## Referring expression data
========================================================================
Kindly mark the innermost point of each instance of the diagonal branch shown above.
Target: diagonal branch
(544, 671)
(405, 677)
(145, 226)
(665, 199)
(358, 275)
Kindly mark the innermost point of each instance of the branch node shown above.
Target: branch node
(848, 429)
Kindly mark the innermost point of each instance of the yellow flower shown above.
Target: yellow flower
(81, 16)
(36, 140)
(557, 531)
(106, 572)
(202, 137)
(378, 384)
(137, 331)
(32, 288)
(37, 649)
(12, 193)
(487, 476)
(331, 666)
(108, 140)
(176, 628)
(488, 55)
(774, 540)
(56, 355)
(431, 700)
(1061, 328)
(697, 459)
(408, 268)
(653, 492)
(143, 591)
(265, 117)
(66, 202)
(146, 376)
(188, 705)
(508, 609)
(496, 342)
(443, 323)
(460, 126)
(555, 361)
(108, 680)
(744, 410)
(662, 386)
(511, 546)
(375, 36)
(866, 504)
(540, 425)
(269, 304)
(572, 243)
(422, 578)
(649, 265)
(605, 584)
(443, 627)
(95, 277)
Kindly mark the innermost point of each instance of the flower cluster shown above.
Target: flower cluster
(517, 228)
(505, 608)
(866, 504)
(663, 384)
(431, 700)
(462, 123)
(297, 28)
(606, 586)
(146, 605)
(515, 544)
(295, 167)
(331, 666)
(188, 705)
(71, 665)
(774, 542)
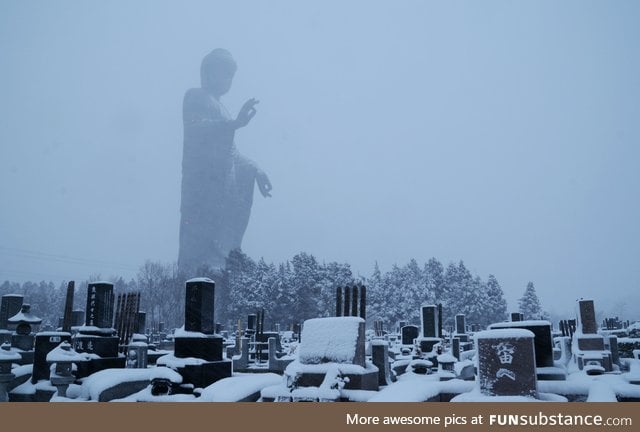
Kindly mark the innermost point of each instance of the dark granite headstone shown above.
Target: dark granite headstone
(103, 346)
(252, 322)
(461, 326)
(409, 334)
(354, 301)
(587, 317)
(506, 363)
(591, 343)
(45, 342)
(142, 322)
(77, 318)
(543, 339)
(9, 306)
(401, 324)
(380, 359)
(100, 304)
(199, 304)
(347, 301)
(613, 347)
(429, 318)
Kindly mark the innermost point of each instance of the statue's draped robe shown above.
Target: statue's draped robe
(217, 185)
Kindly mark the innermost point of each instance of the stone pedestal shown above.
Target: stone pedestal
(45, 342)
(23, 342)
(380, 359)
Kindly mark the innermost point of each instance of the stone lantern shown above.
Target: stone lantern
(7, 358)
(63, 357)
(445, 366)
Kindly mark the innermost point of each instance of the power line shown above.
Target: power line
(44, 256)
========================================================================
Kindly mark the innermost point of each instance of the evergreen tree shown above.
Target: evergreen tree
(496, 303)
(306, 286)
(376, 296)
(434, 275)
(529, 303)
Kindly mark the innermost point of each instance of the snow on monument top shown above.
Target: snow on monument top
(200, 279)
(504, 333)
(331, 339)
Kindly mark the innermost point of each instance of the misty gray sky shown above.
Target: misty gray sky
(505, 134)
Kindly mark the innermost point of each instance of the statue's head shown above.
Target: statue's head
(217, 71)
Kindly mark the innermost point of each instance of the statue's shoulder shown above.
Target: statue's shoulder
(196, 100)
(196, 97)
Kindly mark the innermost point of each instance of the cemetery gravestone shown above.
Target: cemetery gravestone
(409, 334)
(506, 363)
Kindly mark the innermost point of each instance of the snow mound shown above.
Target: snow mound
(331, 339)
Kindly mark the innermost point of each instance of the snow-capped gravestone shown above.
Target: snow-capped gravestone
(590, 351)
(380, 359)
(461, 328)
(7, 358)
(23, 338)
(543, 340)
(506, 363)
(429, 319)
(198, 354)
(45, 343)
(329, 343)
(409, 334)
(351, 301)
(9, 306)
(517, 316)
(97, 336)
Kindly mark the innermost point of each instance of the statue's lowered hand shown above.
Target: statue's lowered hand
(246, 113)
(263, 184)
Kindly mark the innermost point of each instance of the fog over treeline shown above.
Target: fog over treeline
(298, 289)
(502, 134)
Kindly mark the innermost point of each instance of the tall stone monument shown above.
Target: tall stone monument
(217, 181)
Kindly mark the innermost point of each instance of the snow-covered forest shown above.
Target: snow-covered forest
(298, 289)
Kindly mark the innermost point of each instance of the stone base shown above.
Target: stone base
========================================================================
## Directions
Your answer should be the lines above, from the line containing "Kindly mark the innermost point of each instance of the branch" up to and including the line containing "Kindly mark the innermost point of each instance of the flower", reproduced exactly and with nothing else.

## Answer box
Kindly mark the innermost point of each instance of the branch node shown above.
Target: branch node
(848, 429)
Kindly mark the innermost point of each instance of the yellow flower shown above.
Target: yellow flower
(81, 16)
(36, 140)
(557, 531)
(106, 572)
(202, 137)
(378, 384)
(137, 331)
(32, 288)
(37, 649)
(12, 193)
(487, 476)
(331, 666)
(108, 140)
(176, 628)
(488, 55)
(774, 540)
(56, 355)
(431, 700)
(1061, 328)
(697, 459)
(408, 268)
(653, 492)
(143, 591)
(265, 117)
(66, 202)
(146, 376)
(188, 705)
(508, 609)
(496, 342)
(443, 323)
(460, 126)
(555, 361)
(108, 680)
(744, 410)
(662, 386)
(511, 546)
(375, 36)
(866, 504)
(540, 425)
(269, 304)
(572, 243)
(422, 578)
(649, 265)
(605, 584)
(443, 627)
(95, 277)
Kindly mark the innermost point of each instance of the flower cluster shown above.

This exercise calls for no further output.